Entries shown »
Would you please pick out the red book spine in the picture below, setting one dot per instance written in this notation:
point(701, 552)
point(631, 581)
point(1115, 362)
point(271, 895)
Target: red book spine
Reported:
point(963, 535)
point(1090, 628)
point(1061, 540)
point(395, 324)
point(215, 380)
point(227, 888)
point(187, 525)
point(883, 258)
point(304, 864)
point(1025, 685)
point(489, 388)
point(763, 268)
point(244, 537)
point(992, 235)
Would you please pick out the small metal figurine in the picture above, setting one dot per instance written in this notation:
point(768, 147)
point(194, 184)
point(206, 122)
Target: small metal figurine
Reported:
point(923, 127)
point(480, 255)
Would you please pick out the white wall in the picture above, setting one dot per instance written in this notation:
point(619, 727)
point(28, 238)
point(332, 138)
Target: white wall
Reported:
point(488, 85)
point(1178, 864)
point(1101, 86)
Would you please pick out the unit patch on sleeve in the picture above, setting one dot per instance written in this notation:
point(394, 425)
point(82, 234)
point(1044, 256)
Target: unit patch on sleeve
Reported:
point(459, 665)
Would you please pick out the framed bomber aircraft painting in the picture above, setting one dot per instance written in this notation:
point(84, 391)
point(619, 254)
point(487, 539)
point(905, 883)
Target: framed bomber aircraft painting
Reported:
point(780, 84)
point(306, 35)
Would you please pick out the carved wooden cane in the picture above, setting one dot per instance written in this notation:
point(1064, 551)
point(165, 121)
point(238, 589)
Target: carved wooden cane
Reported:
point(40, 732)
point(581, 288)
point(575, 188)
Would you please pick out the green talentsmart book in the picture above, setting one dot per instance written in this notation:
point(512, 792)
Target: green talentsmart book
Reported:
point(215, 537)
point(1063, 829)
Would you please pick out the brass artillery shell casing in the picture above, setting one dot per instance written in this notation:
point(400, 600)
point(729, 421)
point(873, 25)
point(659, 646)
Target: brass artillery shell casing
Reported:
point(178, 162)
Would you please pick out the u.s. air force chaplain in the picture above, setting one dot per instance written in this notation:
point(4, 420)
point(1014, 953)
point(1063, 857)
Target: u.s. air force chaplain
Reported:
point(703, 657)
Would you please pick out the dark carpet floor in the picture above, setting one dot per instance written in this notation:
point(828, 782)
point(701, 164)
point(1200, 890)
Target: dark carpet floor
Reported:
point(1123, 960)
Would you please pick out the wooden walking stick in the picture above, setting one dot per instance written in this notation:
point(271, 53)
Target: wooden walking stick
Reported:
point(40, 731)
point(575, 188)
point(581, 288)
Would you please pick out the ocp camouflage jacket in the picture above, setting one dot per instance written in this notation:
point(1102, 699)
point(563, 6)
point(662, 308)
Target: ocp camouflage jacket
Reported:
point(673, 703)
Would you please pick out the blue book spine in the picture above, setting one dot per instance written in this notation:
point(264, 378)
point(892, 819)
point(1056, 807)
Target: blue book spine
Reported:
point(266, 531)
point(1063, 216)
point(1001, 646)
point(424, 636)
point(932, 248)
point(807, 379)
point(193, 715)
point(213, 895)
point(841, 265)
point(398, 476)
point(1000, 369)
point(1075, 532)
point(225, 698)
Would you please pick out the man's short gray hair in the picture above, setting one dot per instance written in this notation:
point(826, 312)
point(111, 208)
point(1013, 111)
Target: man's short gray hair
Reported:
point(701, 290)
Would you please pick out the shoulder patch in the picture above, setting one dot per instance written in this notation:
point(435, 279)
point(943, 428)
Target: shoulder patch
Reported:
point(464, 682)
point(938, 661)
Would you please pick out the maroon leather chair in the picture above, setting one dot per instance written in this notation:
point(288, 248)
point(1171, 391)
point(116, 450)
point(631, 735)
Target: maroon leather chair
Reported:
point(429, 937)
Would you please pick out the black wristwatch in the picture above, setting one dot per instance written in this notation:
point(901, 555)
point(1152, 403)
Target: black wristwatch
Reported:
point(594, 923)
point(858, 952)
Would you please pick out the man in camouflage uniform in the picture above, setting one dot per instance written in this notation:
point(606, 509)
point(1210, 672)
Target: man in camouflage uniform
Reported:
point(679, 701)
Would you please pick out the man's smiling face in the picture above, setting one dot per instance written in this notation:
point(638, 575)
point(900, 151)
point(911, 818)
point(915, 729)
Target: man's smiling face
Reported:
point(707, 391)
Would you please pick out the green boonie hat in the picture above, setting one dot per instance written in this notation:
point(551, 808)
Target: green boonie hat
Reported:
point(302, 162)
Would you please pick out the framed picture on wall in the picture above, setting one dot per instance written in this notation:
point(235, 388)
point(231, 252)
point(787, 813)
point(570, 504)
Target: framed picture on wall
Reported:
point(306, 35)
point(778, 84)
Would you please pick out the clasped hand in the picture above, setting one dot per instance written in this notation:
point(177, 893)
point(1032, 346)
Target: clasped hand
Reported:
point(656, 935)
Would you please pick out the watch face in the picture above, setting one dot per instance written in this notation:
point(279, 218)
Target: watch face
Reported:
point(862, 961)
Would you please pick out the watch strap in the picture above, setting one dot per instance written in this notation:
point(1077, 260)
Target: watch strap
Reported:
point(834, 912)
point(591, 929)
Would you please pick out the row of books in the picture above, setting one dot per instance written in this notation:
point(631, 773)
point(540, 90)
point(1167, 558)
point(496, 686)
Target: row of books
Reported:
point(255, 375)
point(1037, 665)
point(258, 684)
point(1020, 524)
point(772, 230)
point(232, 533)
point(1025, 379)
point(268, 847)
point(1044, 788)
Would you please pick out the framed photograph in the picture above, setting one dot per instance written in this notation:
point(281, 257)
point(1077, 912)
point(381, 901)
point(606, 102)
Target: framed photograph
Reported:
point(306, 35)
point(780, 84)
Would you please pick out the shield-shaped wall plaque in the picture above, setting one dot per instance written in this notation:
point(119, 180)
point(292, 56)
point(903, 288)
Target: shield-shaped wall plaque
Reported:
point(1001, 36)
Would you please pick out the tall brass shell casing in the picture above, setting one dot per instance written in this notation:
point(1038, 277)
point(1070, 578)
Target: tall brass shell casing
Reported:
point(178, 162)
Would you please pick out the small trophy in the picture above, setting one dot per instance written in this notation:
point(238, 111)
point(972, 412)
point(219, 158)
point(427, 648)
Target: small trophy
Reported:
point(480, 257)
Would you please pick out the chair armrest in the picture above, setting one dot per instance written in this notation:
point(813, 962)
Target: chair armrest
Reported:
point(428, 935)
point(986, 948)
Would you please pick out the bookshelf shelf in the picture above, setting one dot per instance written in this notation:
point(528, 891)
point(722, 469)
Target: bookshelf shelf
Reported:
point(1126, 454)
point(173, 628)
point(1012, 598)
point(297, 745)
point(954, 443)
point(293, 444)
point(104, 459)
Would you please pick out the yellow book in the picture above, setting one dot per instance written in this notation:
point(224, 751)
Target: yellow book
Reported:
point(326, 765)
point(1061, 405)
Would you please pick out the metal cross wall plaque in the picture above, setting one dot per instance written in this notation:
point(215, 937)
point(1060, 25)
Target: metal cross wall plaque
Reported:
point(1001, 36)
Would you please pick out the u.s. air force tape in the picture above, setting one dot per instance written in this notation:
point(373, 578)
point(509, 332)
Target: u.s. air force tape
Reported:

Instructions for the task » Reproduce the entire listing above verbatim, line for line from start to finish.

The output »
Would you please pick out the red book spine in the picture below, setting one dot per instance written in this notation:
point(701, 552)
point(631, 581)
point(1115, 362)
point(271, 895)
Target: red book spine
Reported:
point(963, 535)
point(1090, 628)
point(1061, 540)
point(395, 324)
point(215, 380)
point(227, 888)
point(187, 525)
point(883, 258)
point(304, 864)
point(1025, 685)
point(489, 388)
point(763, 268)
point(244, 537)
point(992, 235)
Would you please pick out the small metal figurine in the picture above, setting one dot per instance written in this notation:
point(768, 147)
point(194, 184)
point(206, 122)
Target: small metal figurine
Reported:
point(923, 127)
point(480, 255)
Would you please pick out the white wall in the picture above, setting one dot per instance written in this notation:
point(619, 727)
point(28, 238)
point(332, 138)
Target: white wall
Reported:
point(488, 85)
point(1178, 864)
point(1101, 86)
Would you please pick out the unit patch on sleeve in the picture above, setting one dot per instance written in this notation:
point(394, 425)
point(82, 234)
point(1044, 256)
Target: unit patch on sleeve
Reported:
point(459, 665)
Would you please pick out the framed bomber aircraft painting in the picture above, setting one dot per instance written in this notation:
point(84, 391)
point(619, 254)
point(487, 539)
point(905, 883)
Target: framed bomber aircraft painting
Reported:
point(780, 84)
point(306, 35)
Would you please pick out the carved wooden cane in the picture above, setting one dot per instance written in this notation:
point(1064, 551)
point(165, 121)
point(238, 589)
Target: carved wooden cane
Reported:
point(40, 732)
point(581, 288)
point(575, 188)
Would you please pick out the green talentsmart book in the picture above, setting one dot per instance written in this notation:
point(512, 792)
Target: green talentsmart book
Reported:
point(215, 537)
point(1063, 829)
Would you please pick out the brass artillery shell casing in the picture above, setting one dot per instance written in this notation:
point(400, 600)
point(729, 421)
point(873, 25)
point(659, 646)
Target: brass artillery shell casing
Reported:
point(178, 162)
Would you please pick out the u.s. air force chaplain in the picture above, setting one dot per instance written in this notation:
point(4, 420)
point(1014, 953)
point(1063, 857)
Target: u.s. air force chaplain
Reported:
point(703, 657)
Would you please pick out the dark carpet floor in the picture above, setting one dot per instance written in this notation:
point(828, 782)
point(701, 164)
point(1200, 890)
Target: dark carpet floor
Reported:
point(1123, 960)
Would you please pick out the wooden walking stick in the picture above, setting one dot per instance written in this notation:
point(271, 53)
Target: wooden walking stick
Reported:
point(40, 731)
point(575, 188)
point(581, 288)
Would you please pick out the ocp camouflage jacket in the picture above, setting one dot per instance written in this notation:
point(1102, 699)
point(563, 6)
point(662, 308)
Target: ocp camouflage jacket
Reported:
point(673, 703)
Would you please pick out the blue book spine in the picture above, setting one dot per instance written in this notation:
point(264, 378)
point(892, 819)
point(1056, 807)
Target: blue book spine
Reported:
point(266, 531)
point(1063, 216)
point(1001, 646)
point(424, 636)
point(932, 248)
point(807, 379)
point(193, 715)
point(213, 895)
point(841, 265)
point(398, 476)
point(1000, 369)
point(1075, 532)
point(225, 698)
Would you please pick out the man's short gray hair in the picture above, setting one dot per instance written in this notation:
point(826, 312)
point(111, 208)
point(1013, 111)
Target: man's short gray hair
Reported:
point(701, 290)
Would you please pick out the shoulder patch in the picture above, setting one dot per instance written in this notation:
point(435, 279)
point(943, 428)
Target: shoulder patch
Reported:
point(464, 682)
point(938, 661)
Would you please pick out the maroon leather chair in the picture above, setting one dot per instance written in this notation:
point(288, 248)
point(1171, 391)
point(116, 450)
point(631, 735)
Target: maroon leather chair
Reported:
point(429, 937)
Would you please pick out the black wristwatch in the picture above, setting one dot per instance written in this notation:
point(901, 555)
point(1152, 403)
Target: black wristwatch
Reported:
point(594, 923)
point(858, 952)
Would you please pick out the man in camouflage uniform in the picture above, setting one dot per instance written in this notation:
point(606, 509)
point(1210, 672)
Target: man in camouflage uniform
Reported:
point(679, 701)
Would you please pick out the man's smiling face in the picture above, setting one dot per instance written in this notation:
point(638, 575)
point(900, 151)
point(911, 818)
point(915, 729)
Target: man's smiling face
Reported:
point(707, 391)
Would you please pick out the green boonie hat in the picture above, setting one dot per instance written in this notation:
point(551, 808)
Target: green boonie hat
Reported:
point(302, 162)
Would you please pick out the framed picture on wall in the picture above, setting one dot per instance written in this notation:
point(235, 388)
point(231, 252)
point(787, 813)
point(570, 504)
Target: framed picture on wall
Reported:
point(306, 35)
point(778, 84)
Would you please pick out the clasped hand in the picture above, setting one dot per instance written in this notation:
point(177, 893)
point(1032, 346)
Target: clasped hand
Reported:
point(656, 935)
Would you please pick out the watch face in the picture above, setting one dot per instance written in this notation:
point(279, 218)
Target: watch face
Reported:
point(862, 961)
Would you please pick out the watch strap in the picture above, setting one dot per instance written in this notation:
point(1077, 260)
Target: watch strap
Reported:
point(834, 912)
point(591, 929)
Would you please pick out the row of books in the picture above, setting one dot per instance written in this notation:
point(631, 773)
point(540, 90)
point(1167, 558)
point(496, 686)
Target: row of books
Reported:
point(255, 375)
point(1037, 665)
point(258, 684)
point(1020, 524)
point(772, 230)
point(232, 533)
point(1025, 379)
point(268, 847)
point(1044, 788)
Would you please pick out the framed photograph in the picture above, setting one dot per instance written in this notation:
point(281, 257)
point(1077, 912)
point(381, 901)
point(606, 102)
Target: framed photograph
Reported:
point(306, 35)
point(780, 84)
Would you please pick out the shield-shaped wall plaque in the picture above, setting one dot per instance written in this notation:
point(119, 180)
point(292, 56)
point(903, 288)
Target: shield-shaped wall plaque
Reported:
point(1001, 36)
Would you please pick out the tall brass shell casing in the picture above, setting one dot per instance written in this notation:
point(1038, 277)
point(1070, 578)
Target: tall brass shell casing
Reported:
point(178, 162)
Would you please pick out the small trophy in the picture above, setting one dot per instance written in this notation:
point(238, 111)
point(972, 412)
point(219, 158)
point(427, 648)
Target: small trophy
Reported:
point(480, 257)
Would you please pick out the chair armrest in the picture above, setting one dot per instance written in this notation:
point(813, 962)
Target: chair armrest
Reported:
point(428, 935)
point(986, 948)
Would you please pick out the bookshelf shelf in the picture above, setting one dot per instance written in this notation:
point(528, 891)
point(722, 469)
Target: bookshelf shelf
Reported:
point(1126, 454)
point(173, 628)
point(1012, 598)
point(297, 745)
point(954, 443)
point(293, 444)
point(104, 459)
Would you please pick out the yellow book in the picture above, setting one dot per instance written in this notation:
point(224, 751)
Target: yellow book
Reported:
point(326, 765)
point(1061, 405)
Would you please pick out the metal cross wall plaque in the picture above, setting one dot per instance written in this notation:
point(215, 937)
point(1060, 25)
Target: metal cross wall plaque
Reported:
point(1001, 36)
Would you please pick out the u.s. air force tape in the picture above, setting one dot per instance written in this notation:
point(373, 578)
point(509, 332)
Target: u.s. air force tape
Reported:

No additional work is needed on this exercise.